By placing himself above social values, Richard is doomed-Anthony Antoniadis

Shakespeare juxtaposes the almost psychopathic Richard with empathetic and emotionally aware characters such as Anne, the Scrivener and Richmond to explore the various ways in which adhering to our conscience can influence our character and people’s conception of us. Richard gladly boasts about taking advantage of people’s trust and out of balance “humour” to fortify to the audience that his wit and ability to stage manage his environment is what earns him the crown of England. Often however, Shakespeare undermines Richard’s myopically cruel perspectives with images intended to evoke sympathy and disgust with Richard, so as to encourage us to notice that “outward fame” is not what determines our character.  While Shakespeare does paint Richard’s demise as divine justice, his fall is not inherently due to his megalomania, but, as Shakespeare tacitly alludes, Richard could only have attained and consolidated power by exploiting societal conventions.

□ □ □

=== OBJECTIVE ===
Copy out the full passage above about Shakespeare's Richard word for word, from its title line to its final sentence.

Entries from a pointing dataset:
□ □ □

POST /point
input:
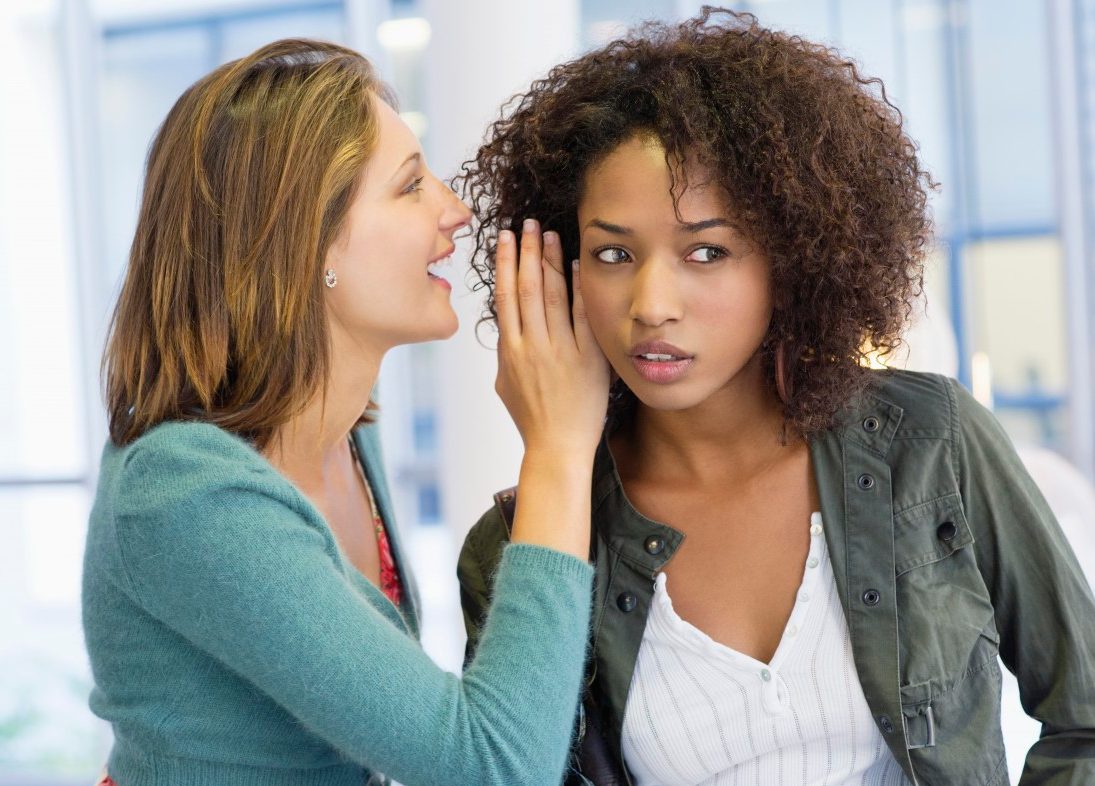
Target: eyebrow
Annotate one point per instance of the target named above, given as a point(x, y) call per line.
point(690, 228)
point(408, 159)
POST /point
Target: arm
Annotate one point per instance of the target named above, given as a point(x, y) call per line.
point(245, 577)
point(1042, 603)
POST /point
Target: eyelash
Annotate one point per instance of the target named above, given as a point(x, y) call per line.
point(722, 254)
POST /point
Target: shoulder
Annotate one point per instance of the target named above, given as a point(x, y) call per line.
point(926, 401)
point(483, 545)
point(187, 466)
point(933, 404)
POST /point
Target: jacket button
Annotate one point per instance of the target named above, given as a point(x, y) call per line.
point(655, 545)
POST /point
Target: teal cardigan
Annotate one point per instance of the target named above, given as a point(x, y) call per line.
point(232, 643)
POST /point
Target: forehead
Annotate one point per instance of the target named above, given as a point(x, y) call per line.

□ □ □

=== FINISHED TASK ===
By placing himself above social values, Richard is doomed-Anthony Antoniadis

Shakespeare juxtaposes the almost psychopathic Richard with empathetic and emotionally aware characters such as Anne, the Scrivener and Richmond to explore the various ways in which adhering to our conscience can influence our character and people’s conception of us. Richard gladly boasts about taking advantage of people’s trust and out of balance “humour” to fortify to the audience that his wit and ability to stage manage his environment is what earns him the crown of England. Often however, Shakespeare undermines Richard’s myopically cruel perspectives with images intended to evoke sympathy and disgust with Richard, so as to encourage us to notice that “outward fame” is not what determines our character.  While Shakespeare does paint Richard’s demise as divine justice, his fall is not inherently due to his megalomania, but, as Shakespeare tacitly alludes, Richard could only have attained and consolidated power by exploiting societal conventions.